Newly fallen snow acts as a sound-absorbing material, which minimizes sound over its surface. This is due to the trapped air between the individual crystalline flakes, trapping sound waves and dampening vibrations. Once it is blown around by the wind and exposed to sunshine, snow hardens and its sound-softening quality diminishes. Snow cover as thin as 2 centimeters (0.79 in) thick changes the acoustic properties of a landscape. Studies concerning the acoustic properties of snow have revealed that loud sounds, such as from a pistol, can be used to measure snow cover permeability and depth. Within motion pictures, the sound of walking through snow is simulated using cornstarch, salt, or cat litter. When the temperature falls below −10 °C (14 °F), snow will squeak when walked upon due to the crushing of the ice crystals within the snow. If covered by a layer of freezing rain, the hardened frozen surface acts to echo sounds, similar to concrete.
From under water, snowfall has a unique sound when compared to other forms of precipitation, and the sound varies little with differences in the snowflakes' size and shape.
Snowfall is defined by the U.S. National Weather Service as a being the maximum depth of snow on a snowboard (typically a piece of plywood painted white) observed during a six-hour period. At the end of the six-hour period, all snow is cleared from the measuring surface. For a daily total snowfall, four six-hour snowfall measurements are summed. Snowfall can be very difficult to measure due to melting, compacting, blowing and drifting.
The liquid equivalent of snowfall may be evaluated using a snow gauge or with a standard rain gauge having a diameter of 100 mm (4 in; plastic) or 200 mm (8 in; metal). Rain gauges are adjusted to winter by removing the funnel and inner cylinder and allowing the snow/freezing rain to collect inside the outer cylinder. Antifreeze liquid may be added to melt the snow or ice that falls into the gauge. In both types of gauges once the snowfall/ice is finished accumulating, or as its height in the gauge approaches 300 mm (12 in), the snow is melted and the water amount recorded.
Another type of gauge used to measure the liquid equivalent of snowfall is the weighing precipitation gauge. The wedge and tipping bucket gauges will have problems with snow measurement. Attempts to compensate for snow/ice by warming the tipping bucket meet with limited success, since snow may sublimate if the gauge is kept much above the freezing temperature. Weighing gauges with antifreeze should do fine with snow, but again, the funnel needs to be removed before the event begins. At some automatic weather stations an ultrasonic snow depth sensor may be used to augment the precipitation gauge.
Spring snow melt is a major source of water supply to areas in temperate zones near mountains that catch and hold winter snow, especially those with a prolonged dry summer. In such places, water equivalent is of great interest to water managers wishing to predict spring runoff and the water supply of cities downstream. Measurements are made manually at marked locations known as snow courses, and remotely using special scales called snow pillows.

------------------------

» Task set
[1] According to the snow passage, what materials are used in motion pictures to simulate the sound of walking through snow?
[2] Write out the stretch of the snow passage from "Spring snow melt" through "called snow pillows.", copying it word for word.
Rely only on the snow passage when working on this.

Stored dataset items
------------------------

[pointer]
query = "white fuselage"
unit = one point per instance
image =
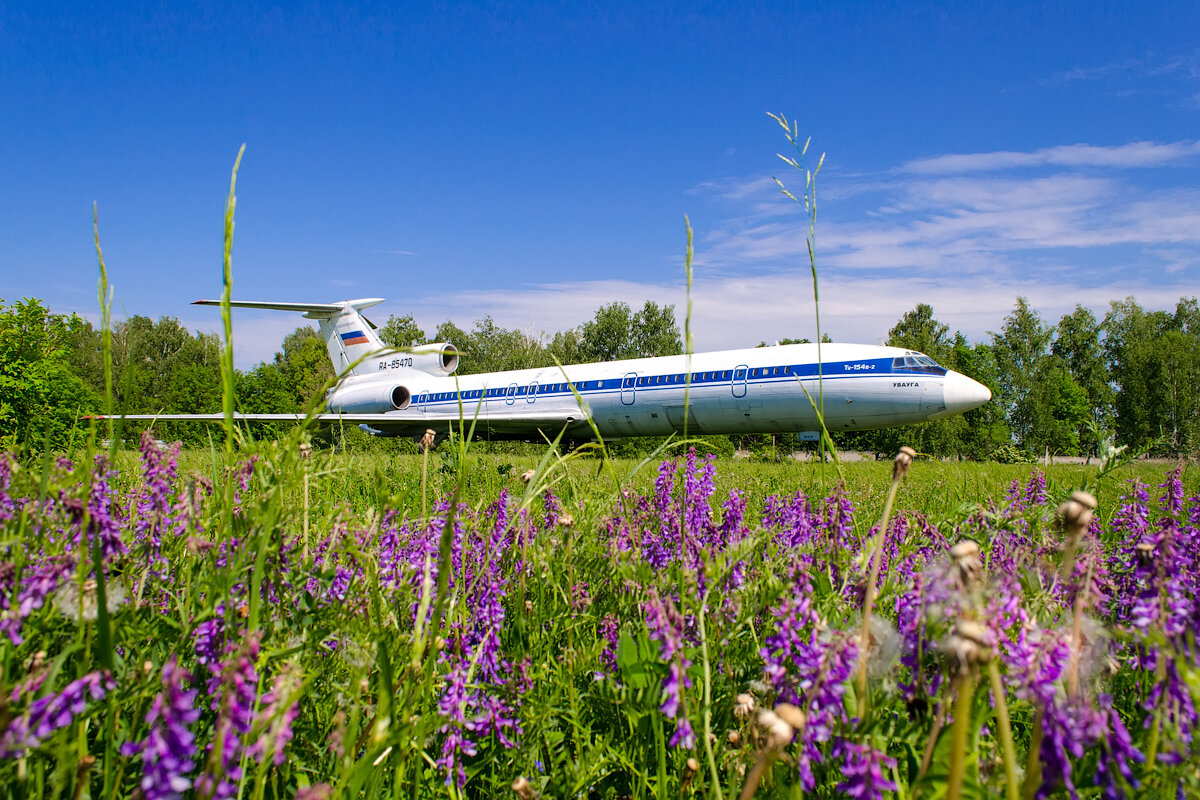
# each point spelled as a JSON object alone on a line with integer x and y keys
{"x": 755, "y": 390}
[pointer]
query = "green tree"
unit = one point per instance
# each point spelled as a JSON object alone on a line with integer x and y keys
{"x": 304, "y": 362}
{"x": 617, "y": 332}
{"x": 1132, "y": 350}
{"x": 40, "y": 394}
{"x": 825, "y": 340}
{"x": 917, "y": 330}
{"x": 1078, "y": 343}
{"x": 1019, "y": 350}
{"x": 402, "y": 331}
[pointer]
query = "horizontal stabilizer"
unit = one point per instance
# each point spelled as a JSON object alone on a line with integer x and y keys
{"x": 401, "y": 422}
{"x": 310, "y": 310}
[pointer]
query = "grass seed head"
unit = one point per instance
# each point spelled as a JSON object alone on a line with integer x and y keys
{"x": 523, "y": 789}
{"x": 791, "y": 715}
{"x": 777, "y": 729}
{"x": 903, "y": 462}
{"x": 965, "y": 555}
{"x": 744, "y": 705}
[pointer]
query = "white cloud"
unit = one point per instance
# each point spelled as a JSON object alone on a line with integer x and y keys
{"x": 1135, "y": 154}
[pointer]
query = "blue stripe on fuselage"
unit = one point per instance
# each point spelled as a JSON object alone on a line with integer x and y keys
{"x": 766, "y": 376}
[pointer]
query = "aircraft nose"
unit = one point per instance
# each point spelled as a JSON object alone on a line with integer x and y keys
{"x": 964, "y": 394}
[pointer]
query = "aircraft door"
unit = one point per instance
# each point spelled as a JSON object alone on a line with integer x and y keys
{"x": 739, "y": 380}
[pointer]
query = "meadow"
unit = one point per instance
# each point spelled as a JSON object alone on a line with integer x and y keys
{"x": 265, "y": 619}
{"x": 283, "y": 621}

------------------------

» Per-task outputs
[1] Cornstarch, salt, or cat litter.

[2]
Spring snow melt is a major source of water supply to areas in temperate zones near mountains that catch and hold winter snow, especially those with a prolonged dry summer. In such places, water equivalent is of great interest to water managers wishing to predict spring runoff and the water supply of cities downstream. Measurements are made manually at marked locations known as snow courses, and remotely using special scales called snow pillows.